Rows from a pointing dataset:

-- start --

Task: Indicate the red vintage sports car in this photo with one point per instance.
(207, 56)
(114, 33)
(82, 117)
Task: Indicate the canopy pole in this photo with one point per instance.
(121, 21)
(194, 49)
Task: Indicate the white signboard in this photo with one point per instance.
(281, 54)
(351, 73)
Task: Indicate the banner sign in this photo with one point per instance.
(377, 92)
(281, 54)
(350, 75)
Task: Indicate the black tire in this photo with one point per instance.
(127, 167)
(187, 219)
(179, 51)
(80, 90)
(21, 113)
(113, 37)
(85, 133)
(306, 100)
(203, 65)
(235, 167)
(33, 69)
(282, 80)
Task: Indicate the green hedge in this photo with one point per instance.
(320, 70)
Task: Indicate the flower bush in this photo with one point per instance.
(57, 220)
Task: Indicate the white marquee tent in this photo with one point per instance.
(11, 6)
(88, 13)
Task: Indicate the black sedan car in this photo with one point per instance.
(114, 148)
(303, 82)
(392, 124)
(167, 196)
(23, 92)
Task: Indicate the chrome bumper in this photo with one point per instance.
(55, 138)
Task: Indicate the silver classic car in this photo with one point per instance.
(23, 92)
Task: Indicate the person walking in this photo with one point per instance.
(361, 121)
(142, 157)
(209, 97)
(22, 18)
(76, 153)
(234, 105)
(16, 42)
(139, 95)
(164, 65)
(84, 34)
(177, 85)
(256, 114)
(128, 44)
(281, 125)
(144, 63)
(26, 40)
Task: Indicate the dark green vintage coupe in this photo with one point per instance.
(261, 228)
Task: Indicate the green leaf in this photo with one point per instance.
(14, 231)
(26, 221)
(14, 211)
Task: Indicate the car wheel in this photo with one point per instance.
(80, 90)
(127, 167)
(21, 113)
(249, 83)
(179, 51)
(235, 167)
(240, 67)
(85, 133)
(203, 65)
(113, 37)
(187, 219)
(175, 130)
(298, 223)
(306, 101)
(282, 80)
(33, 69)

-- end --

▶ _TO DO_: Reproduce all the records with every "one point per instance" replaced by "a single point per instance", leaving everything else untouched.

▶ _ANSWER TO THIS EXERCISE_:
Task: Indicate the red vintage sports car in this photo with a single point per instance.
(207, 56)
(114, 33)
(82, 117)
Task: Indicate the canopy pole in this photo with a single point per instance.
(121, 21)
(194, 49)
Task: Indicate the white signboard in this photo with a single point per instance.
(281, 54)
(351, 73)
Task: Indicate the banner sign in this photo with a single point per instance.
(377, 92)
(281, 54)
(350, 75)
Task: Indicate the black tire in this photo with a single point per instance.
(127, 167)
(187, 219)
(179, 51)
(80, 90)
(21, 113)
(113, 37)
(85, 133)
(306, 100)
(203, 65)
(235, 167)
(33, 69)
(282, 80)
Task: Indicate the green hedge in this photo with a single point per instance.
(320, 70)
Task: Indicate the flower bush in this photo with a single point per instance.
(57, 220)
Task: Indicate the white marquee tent in this photo with a single point per instance.
(11, 6)
(88, 13)
Task: Indicate the black sedan car in this photo with a single point per instance.
(114, 148)
(303, 82)
(392, 124)
(167, 196)
(23, 92)
Task: Indicate the chrome bumper in this photo with a single point per instance.
(55, 138)
Task: Indicate the silver classic car in this photo with a single point per instance.
(23, 92)
Task: Indicate the person walking in this photo with a single point per instance.
(361, 121)
(142, 157)
(209, 97)
(22, 18)
(76, 153)
(234, 105)
(16, 42)
(139, 95)
(164, 65)
(84, 34)
(177, 85)
(256, 114)
(128, 44)
(281, 125)
(144, 63)
(26, 40)
Task: Indicate the dark green vintage coupe in this photo with a single point per instance.
(261, 228)
Task: Indicate the green leaf in this photo with a single point per instance.
(14, 231)
(26, 221)
(14, 211)
Task: Indicate the car wheel in this photo with a single point per instance.
(80, 90)
(127, 167)
(21, 113)
(249, 83)
(179, 51)
(235, 167)
(240, 67)
(85, 133)
(203, 65)
(113, 37)
(187, 219)
(175, 130)
(298, 223)
(306, 101)
(282, 80)
(33, 69)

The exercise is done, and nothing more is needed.